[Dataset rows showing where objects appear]
■ ■ ■ ■ ■ ■ ■

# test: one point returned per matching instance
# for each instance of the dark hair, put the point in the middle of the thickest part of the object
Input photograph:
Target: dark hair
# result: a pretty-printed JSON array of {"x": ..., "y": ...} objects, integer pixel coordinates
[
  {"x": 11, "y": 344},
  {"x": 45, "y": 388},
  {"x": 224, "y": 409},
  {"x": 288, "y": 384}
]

■ ■ ■ ■ ■ ■ ■

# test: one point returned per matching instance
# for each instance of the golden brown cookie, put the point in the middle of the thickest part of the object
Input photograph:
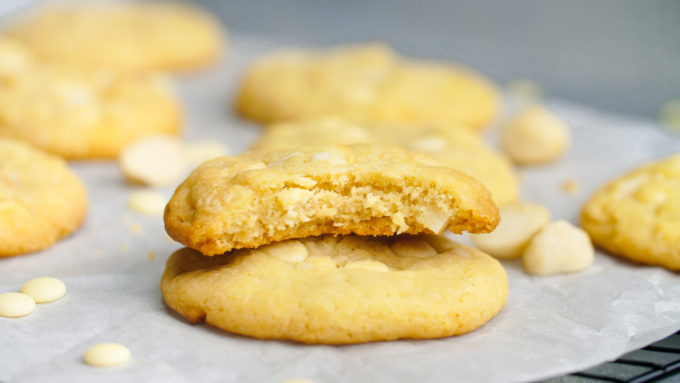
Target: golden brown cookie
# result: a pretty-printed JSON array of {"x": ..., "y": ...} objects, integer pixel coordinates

■ ■ ■ ■ ■ ■ ■

## Exercise directions
State how many lines of the listing contain the string "cookie", counting a match only when its case is identical. Reply with the number alone.

## Full solution
2